Text block:
- - - - -
Thank you for your kind comments to my post the other day. Veggie Gal's so right, sometimes it isn't a day at a time it's literally 10 minutes at a time. Today's another one of those days. But between the love of a good husband and the online support here I'm getting through it.

The weekend brought with it a lot more food-centred activities. I'm pretty annoyed with my complete inability to tell my companions "No!", "no, I don't want a cheesecake for dessert and no I don't want to go halvers with you just to make you feel better". But all in all it was still not out of control. Plus I walked around a lake! OK so it was only 6km and I was ridiculously stiff and knacked at the end of it but it was exercise and it was a good start.

Today I've been teetering on the verge of control-loss once more. I had my lunch THEN bought a large muffin. The wonderous part of this tale is that's where it stopped. The muffin was all poised to become the diving board to a binge, I even walked into another cafe straight after to look at their cheesecakes and assorted sweetness but walked out again. Result!

I have way more on my plate (to coin a phrase) than I can cope with right now. Two days left at work with a week's worth of work to be done and here I am spending all my time talking to letting agents, gardeners, pet movers, bike movers, car movers, furniture movers... anything and everything movers, organising leaving drinks, getting shoes mended, having horrible hair-cuts (seriously, I asked for something edgy and was made to look about as edgy as a sunday school teaching librarian) and to top it all off I've got tooth ache. It's tooooooo much and I'm just really anxious and silently spinning.
- - - - -
Supplied information:

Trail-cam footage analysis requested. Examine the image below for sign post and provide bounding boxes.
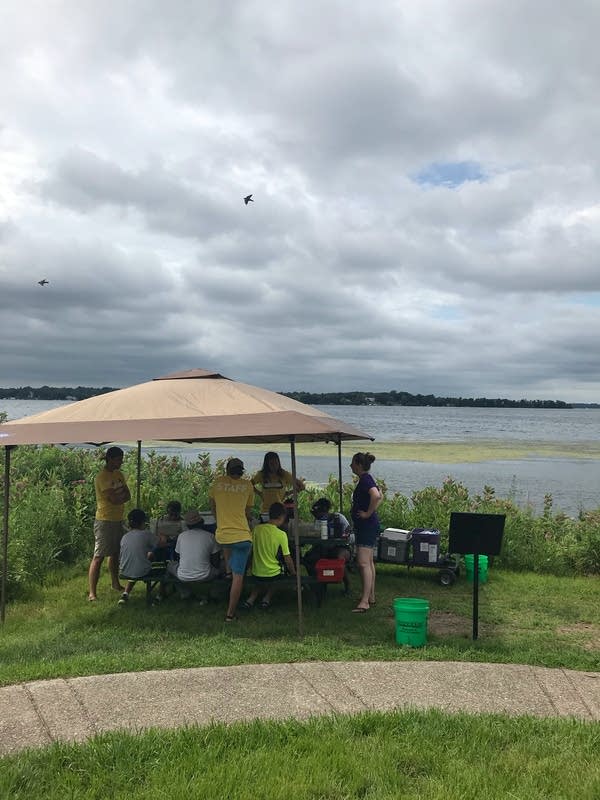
- - - - -
What you need to do:
**a.** Please say whether each statement agrees with the blog post above, answering yes or no and quoting the words that decide it: (i) The walk around the lake was 6 km long. (ii) The writer bought the muffin before having lunch. (iii) The writer bought a cheesecake at the second cafe.
**b.** In the blog post above, how many days does the writer have left at work?
**c.** Extend the blog post about the weekend and the muffin, picking up after its final sentence.

Responses to the exercise:
**a.**
(i) Yes: "OK so it was only 6km"
(ii) No: "I had my lunch THEN bought a large muffin."
(iii) No: "I even walked into another cafe straight after to look at their cheesecakes and assorted sweetness but walked out again."

**b.** Two days.

**c.**
To those around witnessing me right this second I couldn't look calmer - I'm holding it all in - but the stress that's bubbling up inside just can't be contained for long. I want to run away, scream and cry but that's not what I do, so instead I'm driven by the desire to numb it all with food. It doesn't really make sense but it's become my coping mechanism of choice.

This is where that fab hubby and all you wonderful people come in. You've given me another option. I don't have to scream and I don't have to binge, I can let it all out here... again. I picture this blog rather like a cartoon bottle I can scream into at great volume and then seal ready to be opened and released at a safe distance by people wearing appropriate safety earmuffs.

I can't wait for the days when it's no longer about control, when the tyre tracks left by all the good decisions make it harder and harder for the old habits to deviate back off-road again. I've been there before and I liked it, won't be long now.

Thank you for listening and being my cartoon bottle :-)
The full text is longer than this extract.